Count the lines in the data below that contain the string "weathered" and give only that count.

===== Data supplied =====

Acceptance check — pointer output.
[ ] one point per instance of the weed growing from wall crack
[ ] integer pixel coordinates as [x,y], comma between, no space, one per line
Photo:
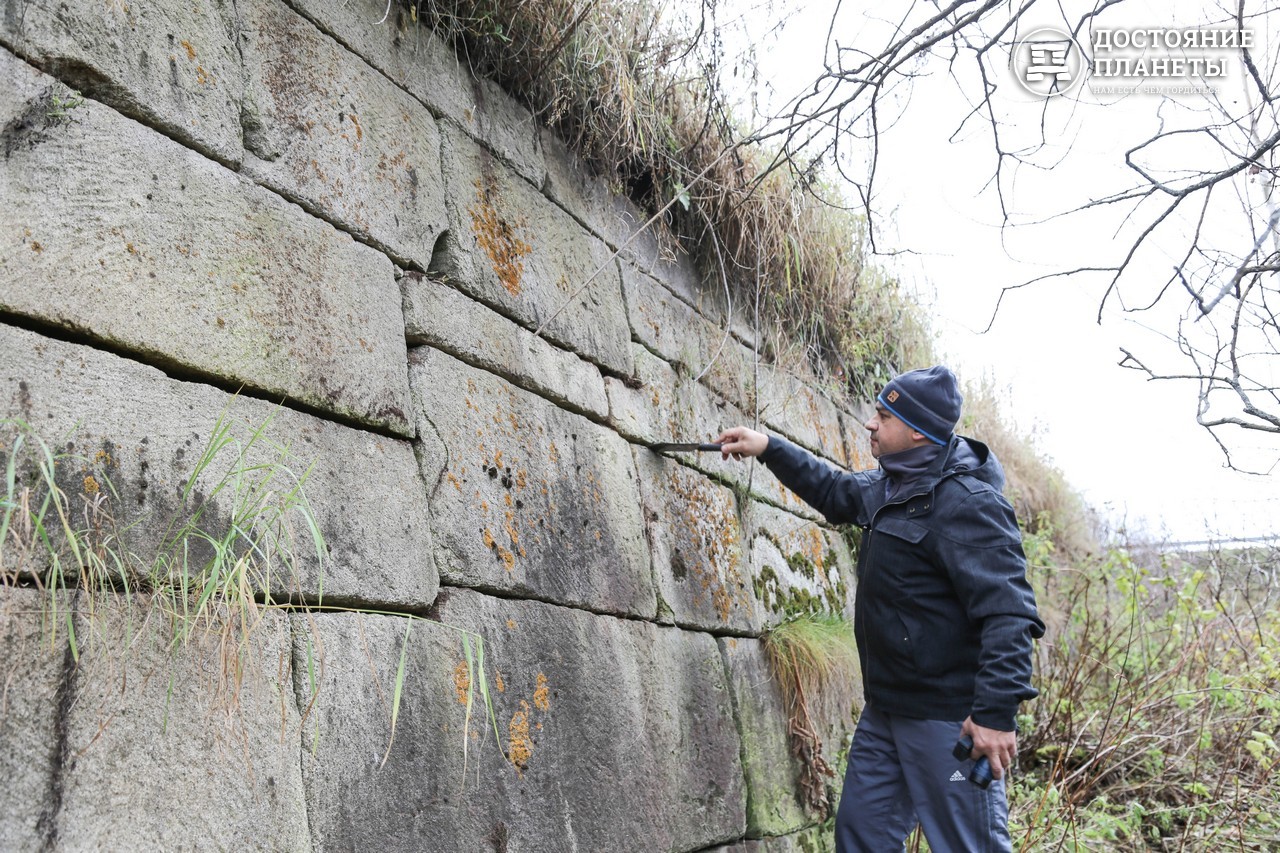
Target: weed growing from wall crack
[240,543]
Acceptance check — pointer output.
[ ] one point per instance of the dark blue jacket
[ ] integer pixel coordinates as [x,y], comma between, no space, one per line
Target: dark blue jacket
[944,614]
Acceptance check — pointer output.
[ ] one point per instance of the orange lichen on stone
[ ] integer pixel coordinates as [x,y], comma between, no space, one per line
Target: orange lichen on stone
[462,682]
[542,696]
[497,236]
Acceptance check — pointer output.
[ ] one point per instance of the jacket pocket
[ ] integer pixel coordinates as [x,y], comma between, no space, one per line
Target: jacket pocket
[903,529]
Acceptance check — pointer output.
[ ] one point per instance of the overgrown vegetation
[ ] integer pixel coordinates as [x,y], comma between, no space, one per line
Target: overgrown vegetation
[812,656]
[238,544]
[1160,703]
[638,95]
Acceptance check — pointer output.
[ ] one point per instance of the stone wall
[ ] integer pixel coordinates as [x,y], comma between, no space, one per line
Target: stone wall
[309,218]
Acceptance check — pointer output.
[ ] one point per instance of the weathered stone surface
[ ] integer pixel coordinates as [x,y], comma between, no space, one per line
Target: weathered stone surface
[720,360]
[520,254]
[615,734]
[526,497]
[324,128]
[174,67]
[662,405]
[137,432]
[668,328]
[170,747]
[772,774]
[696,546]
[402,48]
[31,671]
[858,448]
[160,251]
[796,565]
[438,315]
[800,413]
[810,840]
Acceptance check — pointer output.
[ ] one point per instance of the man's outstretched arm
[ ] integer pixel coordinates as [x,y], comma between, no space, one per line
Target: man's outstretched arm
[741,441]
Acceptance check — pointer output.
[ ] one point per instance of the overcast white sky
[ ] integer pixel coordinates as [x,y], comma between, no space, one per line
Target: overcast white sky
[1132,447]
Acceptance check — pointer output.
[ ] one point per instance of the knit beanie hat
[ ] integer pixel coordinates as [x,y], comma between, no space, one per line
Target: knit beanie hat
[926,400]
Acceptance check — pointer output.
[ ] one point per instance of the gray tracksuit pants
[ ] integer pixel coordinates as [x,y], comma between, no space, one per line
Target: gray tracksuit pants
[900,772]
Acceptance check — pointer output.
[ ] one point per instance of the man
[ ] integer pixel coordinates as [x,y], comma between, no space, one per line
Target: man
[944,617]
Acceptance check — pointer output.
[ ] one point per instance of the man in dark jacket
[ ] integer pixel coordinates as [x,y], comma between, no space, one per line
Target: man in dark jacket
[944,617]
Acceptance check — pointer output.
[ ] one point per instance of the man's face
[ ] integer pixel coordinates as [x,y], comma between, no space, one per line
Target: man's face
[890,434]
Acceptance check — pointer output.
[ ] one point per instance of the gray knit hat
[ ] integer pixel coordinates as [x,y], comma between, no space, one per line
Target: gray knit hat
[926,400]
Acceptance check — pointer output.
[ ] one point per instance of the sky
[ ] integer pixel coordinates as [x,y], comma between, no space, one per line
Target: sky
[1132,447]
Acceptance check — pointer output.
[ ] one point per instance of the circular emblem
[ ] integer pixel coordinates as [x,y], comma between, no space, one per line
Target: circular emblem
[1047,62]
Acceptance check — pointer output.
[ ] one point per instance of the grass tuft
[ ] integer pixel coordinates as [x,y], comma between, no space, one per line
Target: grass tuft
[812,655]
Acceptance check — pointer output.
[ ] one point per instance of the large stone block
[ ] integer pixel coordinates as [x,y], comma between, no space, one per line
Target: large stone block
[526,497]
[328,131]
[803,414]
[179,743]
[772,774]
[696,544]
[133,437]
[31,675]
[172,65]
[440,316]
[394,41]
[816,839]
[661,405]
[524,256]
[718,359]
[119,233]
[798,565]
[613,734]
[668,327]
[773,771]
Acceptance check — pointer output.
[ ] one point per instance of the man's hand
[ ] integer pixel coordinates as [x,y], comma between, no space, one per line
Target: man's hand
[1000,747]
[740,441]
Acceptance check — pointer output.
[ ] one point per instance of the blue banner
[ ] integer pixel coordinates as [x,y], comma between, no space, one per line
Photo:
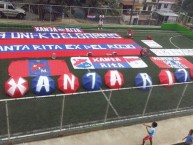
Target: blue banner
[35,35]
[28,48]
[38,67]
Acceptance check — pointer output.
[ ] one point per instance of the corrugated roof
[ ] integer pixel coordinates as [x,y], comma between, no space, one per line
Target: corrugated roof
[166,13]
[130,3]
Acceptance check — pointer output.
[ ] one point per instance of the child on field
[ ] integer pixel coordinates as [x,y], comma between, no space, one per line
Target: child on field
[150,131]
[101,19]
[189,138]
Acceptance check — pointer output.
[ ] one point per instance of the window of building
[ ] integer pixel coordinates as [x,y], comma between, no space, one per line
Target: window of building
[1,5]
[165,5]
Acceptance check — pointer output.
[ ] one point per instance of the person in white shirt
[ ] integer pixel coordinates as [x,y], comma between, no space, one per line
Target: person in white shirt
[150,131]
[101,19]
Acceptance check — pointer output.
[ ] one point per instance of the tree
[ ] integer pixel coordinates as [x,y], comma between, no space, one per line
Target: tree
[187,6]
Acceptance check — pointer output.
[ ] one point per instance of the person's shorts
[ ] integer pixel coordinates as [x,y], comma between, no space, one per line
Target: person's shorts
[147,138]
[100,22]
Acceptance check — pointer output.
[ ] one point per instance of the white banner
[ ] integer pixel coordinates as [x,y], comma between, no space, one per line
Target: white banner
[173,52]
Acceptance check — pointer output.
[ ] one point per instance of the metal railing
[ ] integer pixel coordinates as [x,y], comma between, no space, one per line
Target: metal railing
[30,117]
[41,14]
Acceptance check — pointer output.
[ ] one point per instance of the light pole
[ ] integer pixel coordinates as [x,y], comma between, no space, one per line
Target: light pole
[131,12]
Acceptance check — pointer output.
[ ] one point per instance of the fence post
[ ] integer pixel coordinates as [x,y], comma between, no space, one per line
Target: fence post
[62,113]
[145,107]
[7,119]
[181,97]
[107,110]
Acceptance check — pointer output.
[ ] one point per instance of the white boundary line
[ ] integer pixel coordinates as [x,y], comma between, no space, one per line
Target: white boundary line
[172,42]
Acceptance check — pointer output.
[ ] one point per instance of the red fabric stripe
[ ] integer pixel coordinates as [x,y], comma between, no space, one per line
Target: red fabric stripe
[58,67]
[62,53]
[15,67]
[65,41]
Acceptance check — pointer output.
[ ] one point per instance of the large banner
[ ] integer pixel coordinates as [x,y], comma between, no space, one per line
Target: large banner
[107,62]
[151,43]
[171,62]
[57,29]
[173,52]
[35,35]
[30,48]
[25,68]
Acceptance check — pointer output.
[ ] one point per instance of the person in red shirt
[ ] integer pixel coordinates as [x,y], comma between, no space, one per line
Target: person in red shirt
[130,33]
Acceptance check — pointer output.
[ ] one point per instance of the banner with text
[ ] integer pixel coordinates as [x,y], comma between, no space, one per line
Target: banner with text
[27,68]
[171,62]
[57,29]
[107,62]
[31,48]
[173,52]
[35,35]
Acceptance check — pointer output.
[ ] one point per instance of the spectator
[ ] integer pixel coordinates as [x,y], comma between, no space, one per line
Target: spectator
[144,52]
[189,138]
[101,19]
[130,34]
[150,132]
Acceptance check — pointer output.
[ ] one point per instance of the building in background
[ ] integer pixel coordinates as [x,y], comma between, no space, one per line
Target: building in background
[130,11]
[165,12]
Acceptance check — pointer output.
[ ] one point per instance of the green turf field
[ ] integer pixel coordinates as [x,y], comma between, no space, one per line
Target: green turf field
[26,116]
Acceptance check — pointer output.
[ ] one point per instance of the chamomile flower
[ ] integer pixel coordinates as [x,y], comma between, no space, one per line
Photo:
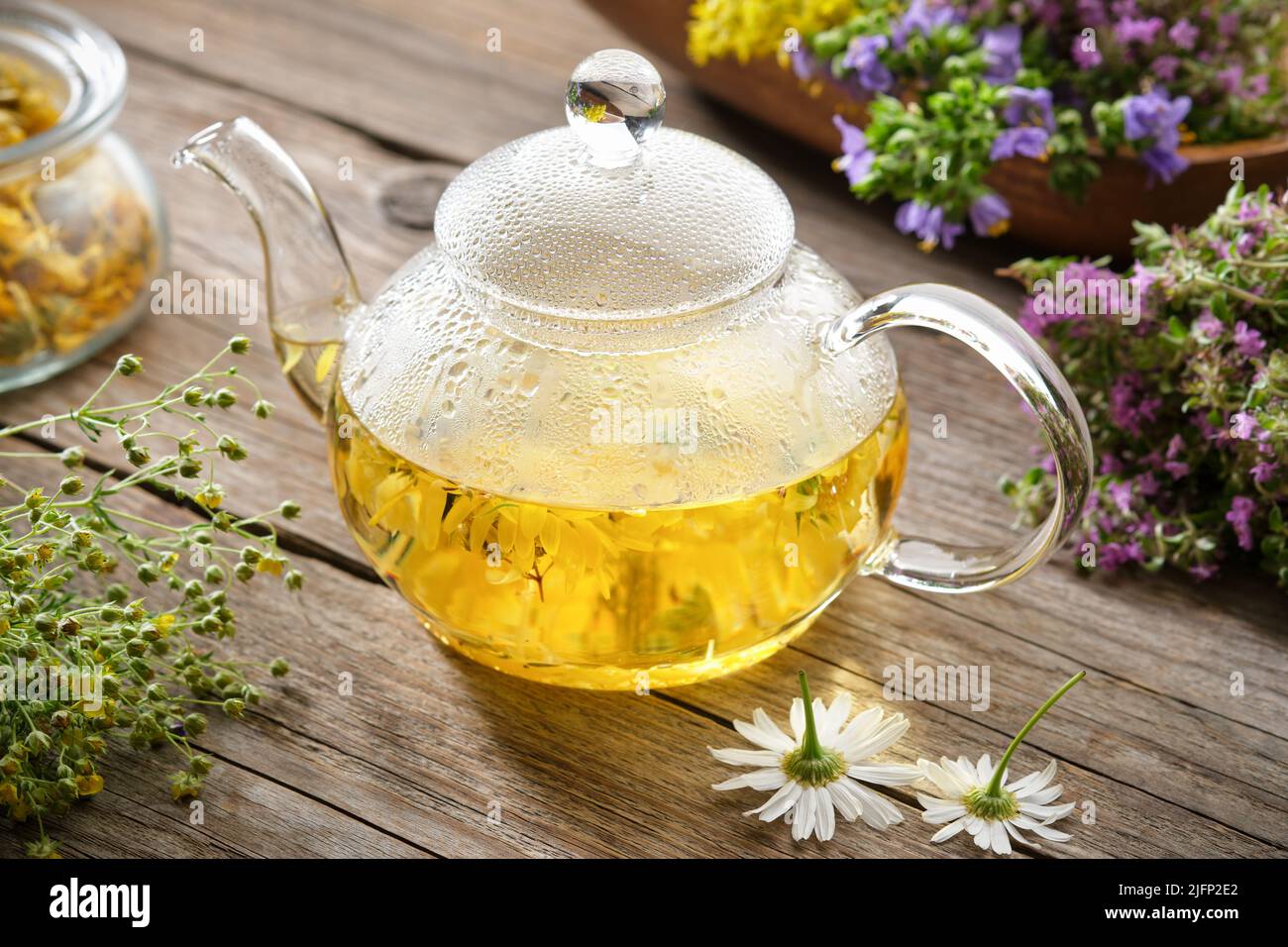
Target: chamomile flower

=====

> [Worked answer]: 2